→ TASKS FOR THIS EXERCISE:
A: In the account of the Olympic Park bomber, render this sentence in Spanish: "He followed that bombing with three more."
B: According to the account of the Olympic Park bomber, which Birmingham police officer was killed in the January 1998 clinic bombing?
C: Pick up the account of the Olympic Park bomber after its final sentence and carry it on.

→ EXCERPTED TEXT:
++++++

Precedents

April 13, 2005: Olympic Park bomber pleads guilty

Eric Robert Rudolph

Eric Robert Rudolph. (AP Photo/Mary Ann Chastain)

It was 3:30 a.m. on May 31, 2003, when Officer Jeff Postell turned his patrol car behind a strip mall in Murphy, North Carolina, and noticed a man foraging in the dumpster behind a Save A Lot grocery store. The man turned to run, carrying something the rookie cop thought might be a gun.

Postell cornered the man behind some milk crates, wrestled him to the ground and cuffed him. It was only after questioning at the police station that the man identified himself as the person they now suspected him to be: “I’m Eric Robert Rudolph, and you’ve got me,” he said.

Rudolph, then 36, had been on the FBI’s Ten Most Wanted Fugitives list since May 1998, identified as a prime suspect in a string of bombings that began in July 1996 at the Atlanta Olympics with a blast that killed one person, Alice Hawthorne, and injured 100 others.

After the attack, FBI investigators—famously and futilely—had focused their investigation on the Centennial Olympic Park security guard who first noticed the bomb-bearing backpack. An embarrassed FBI cleared the guard, Richard Jewell, months later. But Rudolph had only just begun.

He followed that bombing with three more.

In January 1997, he planted two bombs at Northside Family Planning Services in Sandy Springs, Georgia; one just outside an operating room; another, placed near a parking lot, was timed to target first responders. More than 50 were injured, including two FBI agents.

Five weeks later, he placed two bombs at a gay nightclub in Atlanta, the Otherside Lounge. The first blast injured five patrons; the second was discovered and detonated without further harm.

After these bombings, Rudolph sent letters to Atlanta news outlets warning of more to come while claiming responsibility on behalf of the “Army of God.” And in January 1998, he detonated a bomb at the New Woman All Women Health Clinic in Birmingham, Alabama, this time in a gruesome and personal attack. He hid a bomb armed with more than five pounds of nails behind shrubs at the entrance of the clinic and waited until Birmingham police officer Robert Sanderson arrived to inspect it. When he did, Rudolph detonated the device, killing Sanderson and seriously injuring the clinic’s head nurse, Emily Lyons.

Two witnesses, however, saw Rudolph fleeing the scene to a truck parked a mile away.

++++++

→ DATA SECTION:
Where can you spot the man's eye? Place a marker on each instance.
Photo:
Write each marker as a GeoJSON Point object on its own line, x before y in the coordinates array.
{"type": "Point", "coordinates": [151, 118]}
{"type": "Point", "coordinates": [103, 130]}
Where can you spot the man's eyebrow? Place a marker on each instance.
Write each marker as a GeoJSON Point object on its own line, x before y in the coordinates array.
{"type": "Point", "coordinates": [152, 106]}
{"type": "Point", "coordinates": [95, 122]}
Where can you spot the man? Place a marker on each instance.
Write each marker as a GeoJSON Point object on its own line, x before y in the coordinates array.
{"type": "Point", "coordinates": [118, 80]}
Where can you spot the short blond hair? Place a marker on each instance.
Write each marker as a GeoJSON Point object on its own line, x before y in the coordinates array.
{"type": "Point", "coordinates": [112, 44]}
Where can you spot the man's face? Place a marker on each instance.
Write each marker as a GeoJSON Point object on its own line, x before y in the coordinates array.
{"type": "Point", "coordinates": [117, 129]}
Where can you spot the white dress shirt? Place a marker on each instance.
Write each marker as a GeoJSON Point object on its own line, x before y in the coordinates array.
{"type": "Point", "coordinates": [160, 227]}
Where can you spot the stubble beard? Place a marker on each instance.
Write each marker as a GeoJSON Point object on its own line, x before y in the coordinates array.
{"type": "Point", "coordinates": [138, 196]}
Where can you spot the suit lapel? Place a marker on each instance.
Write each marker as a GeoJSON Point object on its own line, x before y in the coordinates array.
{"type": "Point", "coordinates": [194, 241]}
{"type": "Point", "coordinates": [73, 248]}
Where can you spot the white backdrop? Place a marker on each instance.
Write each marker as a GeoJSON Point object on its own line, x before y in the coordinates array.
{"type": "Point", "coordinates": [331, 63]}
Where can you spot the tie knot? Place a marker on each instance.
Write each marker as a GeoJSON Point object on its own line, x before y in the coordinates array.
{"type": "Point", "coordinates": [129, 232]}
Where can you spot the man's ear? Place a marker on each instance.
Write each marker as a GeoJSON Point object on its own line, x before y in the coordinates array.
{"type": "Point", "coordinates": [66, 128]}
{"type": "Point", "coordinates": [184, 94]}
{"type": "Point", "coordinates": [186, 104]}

++++++

→ TASK-BY-TASK ANSWERS:
A: Tras ese atentado, perpetró tres más.

B: Robert Sanderson.

C:
When he learned the next day that he had been identified through his license plate, he disappeared into the 830 square miles of the Nantahala National Forest outside Murphy where he lived as a fugitive until he was cuffed by Postell 2,499 days after the Olympic Park blast.

Confession

On April 13, 2005, Rudolph pleaded guilty to all four bombings, accepting multiple life sentences in federal prison without possibility of parole. As part of the agreement, Rudolph disclosed the whereabouts of more than 250 pounds of dynamite, including a bomb and its detached detonator planted near homes and businesses in Murphy.

In an 11-page statement released through his attorneys, Rudolph detailed his part in the attacks and the anti-abortion motive he claimed was behind them. The far-flung harangue, however, was anything but contrite. He dismissed Sanderson as a “security guard” and Lyons as a “killer.” He claimed the evidence against him was circumstantial, denounced the physical evidence against him as “junk science” and described his decision to plead guilty a “tactical choice” on his part—a choice that had “deprived the government of its goal of sentencing me to death.”

But Rudolph also revealed that he had been planning another attack—this one on the National Guard armory in Murphy where the FBI had based its five-year search for him. On the day he had planned to detonate the bomb, he decided against doing so as an act of generosity. “Even though they served a morally bankrupt government, underneath their FBI rags, they were essentially fellow countrymen,” he wrote.

Rudolph, now 58, is currently confined at the supermax Federal Correctional Complex Florence in Colorado.